This album is comprised of field recordings, but don't expect to hear field recordings; they've been chopped up, rearranged, amplified, and skipped like flat stones across a glass surface. At one point the speakers spew the ugly sound of a busted CD; anyone who knows this sound will rush for the remote. And yet, everything is intentional: the glitch, the fuzz, the squelch, the sonic debris. Tarab's intention is to decontextualize and disorient, and he does so here in spectacular fashion. When one hears the sounds of birds and running water, one thinks, "how lovely!" Not in this context, in which they are surrounded by harsh drone and over-amped rustle. That's just in the first minute. The impression is that of an exploding car driving through a factory. On this album, the artist (Eamon Sprod) elaborates on themes last explored on Strata, including broken objects and the immunizing effect of mass transit. The words I'm Lostcan indicate a number of things: that one is physically lost, emotionally lost, spiritually lost. By removing the normal signposts from his soundscapes, Tarab dares his listeners to find the port in his sonic storm. Fortunately, the human mind is so good at finding patterns that it tends to impose them even where they don't exist. For example, the wind of the second track may be intuited as a chorus, or the entire album as a buildup to breakdown. The more one listens, the more one begins to hear repetitions: there's that bird again, there's that running water again. Either one is going in circles, or one has just found one's way. The album shares the appeal of early industrial music. At times it sounds as if Tarab has killed and gutted a metal turkey, stuffed it with sprockets and gears and thrown it against a wall. The music is dangerous in all the right ways. Save for that intentional CD glitch at the end of track four, it's also quite beautiful. This adjective may fly in the face of all that Tarab is trying to achieve, but as much as he may wish the album to serve as a commentary on humanity's "dead ends", these are the sort of mistakes most listeners will want to hear again, perhaps reveling in the very idea of failure. We may continue to colonize, desecrate and pillage, to the extent that birdsong and running water become only footnotes in our sonic landscape; but the metallic and emotionless possess their own peculiar allure. --

Richard Allen - A Closer Listen June 2014





Strata : Unfathomless : 2013


Eamon Sprod records music in the field, but don't mistake the product of his labor for a field recording. In some hands microphones and tapes are used to capture the buzz of insects or the sound of rain pelting the land—whatever the subject might be—with the intent of faithfully reproducing those sounds later in a living room or in a pair of headphones. Replication is the documentarian's craft. Sprod's is magnification. He singles out particular noises, brushes them off and, like a geologist or an archaeologist, excavates them from the sediment of ordinary commotion. His efforts yield an enlarged world of microscopic rhythms and porous surfaces, small remnants that point to the unbroken environments from which they were culled. But Sprod re-purposes those extractions as musical vehicles too, for both re-hearing and re-imagining the world. Strata is a telling title. Maybe the perfect title for this album, because, in order to get what he wants, Sprod has to dig into the dirt. He trains his microphones on the gritty crunch of busted concrete and loose gravel, buries them in the ground to pick up the vibrations of subway trains, and lets them loose over a wide surface where dogs bark and the hum of cars, planes, and other machines mingle chaotically. Most public spaces are filled with sounds like these, but they pass by unnoticed for a variety of reasons: visual distractions pull our attention away from them or other sounds roar rudely into our ears masking the quieter noises that smolder in the dark. Some sounds require special equipment to hear and other times there is simply too much happening to catch it all at once. Whatever the case, our senses fail to report the entire scene. Sprod's method of recording and composing brings those silenced sounds back to consciousness, with a twist.

Provided material
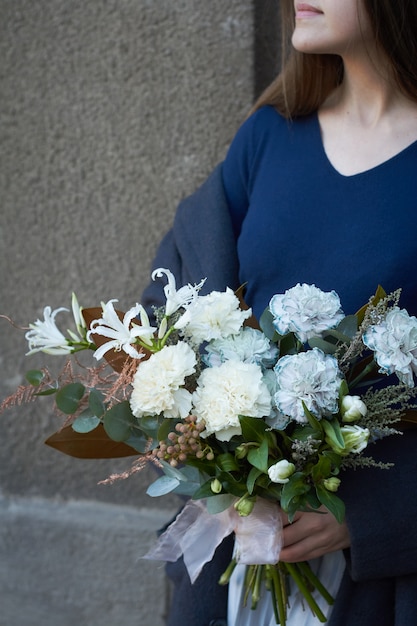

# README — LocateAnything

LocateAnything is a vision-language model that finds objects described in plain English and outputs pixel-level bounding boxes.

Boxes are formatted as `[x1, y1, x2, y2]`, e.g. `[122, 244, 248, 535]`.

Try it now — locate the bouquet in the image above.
[0, 268, 417, 626]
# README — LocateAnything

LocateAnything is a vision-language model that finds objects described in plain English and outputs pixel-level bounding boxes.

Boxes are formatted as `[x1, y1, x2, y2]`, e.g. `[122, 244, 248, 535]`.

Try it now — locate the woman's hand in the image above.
[280, 506, 350, 563]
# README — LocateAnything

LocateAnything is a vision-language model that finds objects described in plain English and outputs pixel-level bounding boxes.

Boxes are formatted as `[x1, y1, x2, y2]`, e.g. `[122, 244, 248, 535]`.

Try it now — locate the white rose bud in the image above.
[341, 396, 368, 422]
[323, 476, 340, 492]
[268, 459, 295, 485]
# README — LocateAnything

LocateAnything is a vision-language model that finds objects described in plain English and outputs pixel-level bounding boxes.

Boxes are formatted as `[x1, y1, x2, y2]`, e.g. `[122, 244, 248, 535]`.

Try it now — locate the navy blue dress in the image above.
[142, 107, 417, 626]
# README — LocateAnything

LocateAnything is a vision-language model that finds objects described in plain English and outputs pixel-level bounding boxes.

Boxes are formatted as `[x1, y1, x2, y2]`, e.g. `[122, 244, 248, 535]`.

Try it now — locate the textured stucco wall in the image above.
[0, 0, 253, 626]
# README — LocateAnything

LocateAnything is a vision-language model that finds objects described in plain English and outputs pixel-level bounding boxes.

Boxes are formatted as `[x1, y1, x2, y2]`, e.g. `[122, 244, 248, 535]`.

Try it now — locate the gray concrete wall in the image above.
[0, 0, 254, 626]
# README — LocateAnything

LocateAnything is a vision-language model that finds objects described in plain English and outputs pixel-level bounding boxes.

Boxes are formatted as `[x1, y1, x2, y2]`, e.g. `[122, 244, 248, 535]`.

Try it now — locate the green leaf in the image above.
[157, 418, 177, 441]
[308, 337, 337, 354]
[311, 455, 332, 484]
[259, 308, 280, 342]
[139, 415, 160, 439]
[246, 467, 264, 495]
[316, 485, 345, 524]
[71, 409, 101, 433]
[321, 419, 345, 448]
[192, 478, 218, 500]
[216, 452, 239, 472]
[248, 439, 268, 473]
[88, 389, 106, 417]
[55, 383, 85, 415]
[336, 315, 358, 339]
[279, 333, 302, 356]
[281, 472, 310, 513]
[125, 432, 153, 454]
[239, 415, 268, 443]
[303, 402, 324, 433]
[26, 370, 45, 387]
[103, 400, 135, 441]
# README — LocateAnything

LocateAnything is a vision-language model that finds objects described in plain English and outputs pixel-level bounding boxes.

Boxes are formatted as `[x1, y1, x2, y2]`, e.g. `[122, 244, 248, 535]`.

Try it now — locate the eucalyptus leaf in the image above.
[139, 415, 161, 439]
[146, 476, 180, 498]
[103, 400, 135, 441]
[71, 409, 101, 433]
[126, 432, 153, 454]
[55, 383, 85, 415]
[259, 308, 280, 342]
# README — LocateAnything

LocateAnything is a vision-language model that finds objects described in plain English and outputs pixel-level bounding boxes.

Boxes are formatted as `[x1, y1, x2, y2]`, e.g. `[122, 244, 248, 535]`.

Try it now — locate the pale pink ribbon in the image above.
[142, 499, 282, 582]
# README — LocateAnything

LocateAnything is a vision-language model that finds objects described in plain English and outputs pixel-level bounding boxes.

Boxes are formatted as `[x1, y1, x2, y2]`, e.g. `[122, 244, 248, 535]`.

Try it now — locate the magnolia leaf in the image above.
[45, 424, 138, 459]
[26, 370, 45, 387]
[103, 400, 135, 441]
[248, 439, 268, 473]
[71, 409, 100, 433]
[146, 476, 180, 498]
[55, 383, 85, 415]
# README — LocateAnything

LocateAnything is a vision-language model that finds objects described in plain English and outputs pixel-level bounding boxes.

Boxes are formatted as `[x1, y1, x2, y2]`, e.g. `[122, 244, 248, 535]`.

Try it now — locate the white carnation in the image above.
[269, 283, 344, 343]
[363, 307, 417, 387]
[203, 327, 278, 367]
[175, 288, 252, 345]
[193, 361, 271, 441]
[275, 348, 342, 423]
[130, 342, 197, 418]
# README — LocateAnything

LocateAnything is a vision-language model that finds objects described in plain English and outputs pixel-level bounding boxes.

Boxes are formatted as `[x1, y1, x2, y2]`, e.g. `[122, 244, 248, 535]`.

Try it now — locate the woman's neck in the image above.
[318, 56, 417, 176]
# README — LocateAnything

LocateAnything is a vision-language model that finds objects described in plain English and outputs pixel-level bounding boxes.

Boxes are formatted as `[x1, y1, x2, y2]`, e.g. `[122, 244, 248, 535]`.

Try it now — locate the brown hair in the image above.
[253, 0, 417, 118]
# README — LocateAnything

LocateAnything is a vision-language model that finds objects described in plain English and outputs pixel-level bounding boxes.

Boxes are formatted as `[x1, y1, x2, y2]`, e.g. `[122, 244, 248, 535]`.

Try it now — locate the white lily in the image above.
[152, 267, 206, 317]
[87, 300, 156, 360]
[25, 306, 73, 355]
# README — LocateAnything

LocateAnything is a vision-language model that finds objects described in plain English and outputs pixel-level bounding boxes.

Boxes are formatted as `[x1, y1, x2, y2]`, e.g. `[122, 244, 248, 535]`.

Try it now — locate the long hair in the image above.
[252, 0, 417, 118]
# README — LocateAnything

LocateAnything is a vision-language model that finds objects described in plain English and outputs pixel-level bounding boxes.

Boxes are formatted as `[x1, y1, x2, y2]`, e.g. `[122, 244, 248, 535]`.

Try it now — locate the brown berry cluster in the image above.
[153, 415, 214, 467]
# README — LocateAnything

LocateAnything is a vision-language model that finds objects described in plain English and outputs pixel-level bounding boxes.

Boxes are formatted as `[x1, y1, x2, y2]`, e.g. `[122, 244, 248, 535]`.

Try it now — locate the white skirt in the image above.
[227, 551, 345, 626]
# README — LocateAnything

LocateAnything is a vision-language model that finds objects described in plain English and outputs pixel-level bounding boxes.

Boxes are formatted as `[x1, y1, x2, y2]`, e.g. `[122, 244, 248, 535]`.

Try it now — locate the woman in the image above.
[145, 0, 417, 626]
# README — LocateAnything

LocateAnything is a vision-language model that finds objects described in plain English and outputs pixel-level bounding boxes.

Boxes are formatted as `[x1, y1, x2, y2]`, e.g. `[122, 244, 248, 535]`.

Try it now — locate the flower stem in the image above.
[297, 561, 334, 604]
[285, 563, 327, 623]
[267, 565, 287, 626]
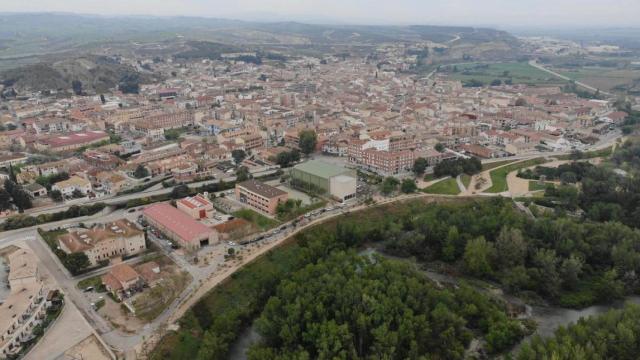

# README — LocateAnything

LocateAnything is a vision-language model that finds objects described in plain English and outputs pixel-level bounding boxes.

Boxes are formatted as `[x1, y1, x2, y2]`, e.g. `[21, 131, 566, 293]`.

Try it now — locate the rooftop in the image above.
[236, 179, 287, 199]
[143, 203, 214, 242]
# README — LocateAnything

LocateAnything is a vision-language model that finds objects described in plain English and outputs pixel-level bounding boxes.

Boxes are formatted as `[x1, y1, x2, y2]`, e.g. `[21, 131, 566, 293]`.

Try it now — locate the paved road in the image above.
[529, 60, 613, 96]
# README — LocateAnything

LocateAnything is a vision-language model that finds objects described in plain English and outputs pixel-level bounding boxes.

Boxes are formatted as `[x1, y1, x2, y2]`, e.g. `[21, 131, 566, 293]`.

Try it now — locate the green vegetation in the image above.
[233, 209, 279, 231]
[515, 304, 640, 360]
[529, 181, 553, 191]
[433, 157, 482, 178]
[443, 62, 564, 86]
[485, 158, 547, 193]
[482, 160, 517, 171]
[248, 251, 524, 360]
[422, 178, 460, 195]
[133, 272, 191, 322]
[0, 203, 106, 231]
[460, 174, 471, 189]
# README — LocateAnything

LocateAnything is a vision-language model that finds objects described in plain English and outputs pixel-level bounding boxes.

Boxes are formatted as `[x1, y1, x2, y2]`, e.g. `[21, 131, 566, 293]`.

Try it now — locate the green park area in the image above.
[422, 178, 460, 195]
[485, 158, 547, 194]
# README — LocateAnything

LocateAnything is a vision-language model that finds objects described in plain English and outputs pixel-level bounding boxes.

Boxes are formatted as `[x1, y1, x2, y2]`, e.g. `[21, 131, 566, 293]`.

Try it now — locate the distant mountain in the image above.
[0, 13, 518, 59]
[0, 56, 156, 93]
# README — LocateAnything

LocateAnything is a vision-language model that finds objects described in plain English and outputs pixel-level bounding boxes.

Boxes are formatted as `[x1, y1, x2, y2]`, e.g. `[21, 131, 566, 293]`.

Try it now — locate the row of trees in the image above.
[248, 251, 524, 360]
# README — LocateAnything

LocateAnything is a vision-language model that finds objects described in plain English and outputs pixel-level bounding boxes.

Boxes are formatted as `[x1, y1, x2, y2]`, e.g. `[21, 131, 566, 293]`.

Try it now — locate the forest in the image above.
[249, 251, 524, 360]
[152, 194, 640, 359]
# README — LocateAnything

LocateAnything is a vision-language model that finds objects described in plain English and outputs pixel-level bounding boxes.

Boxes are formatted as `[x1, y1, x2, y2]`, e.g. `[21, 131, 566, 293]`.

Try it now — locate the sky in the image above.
[0, 0, 640, 28]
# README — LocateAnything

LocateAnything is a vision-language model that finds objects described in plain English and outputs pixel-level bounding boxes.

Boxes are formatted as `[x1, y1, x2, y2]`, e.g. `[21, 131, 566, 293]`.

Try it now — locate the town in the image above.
[0, 16, 629, 359]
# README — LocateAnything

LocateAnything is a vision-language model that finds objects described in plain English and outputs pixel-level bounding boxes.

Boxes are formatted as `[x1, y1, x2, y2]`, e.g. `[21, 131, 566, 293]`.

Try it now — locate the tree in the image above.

Task statement
In the album reviews, list each item named right after the words "everything is intentional:". The records were taken from a separate source.

The answer
the glitch, the fuzz, the squelch, the sonic debris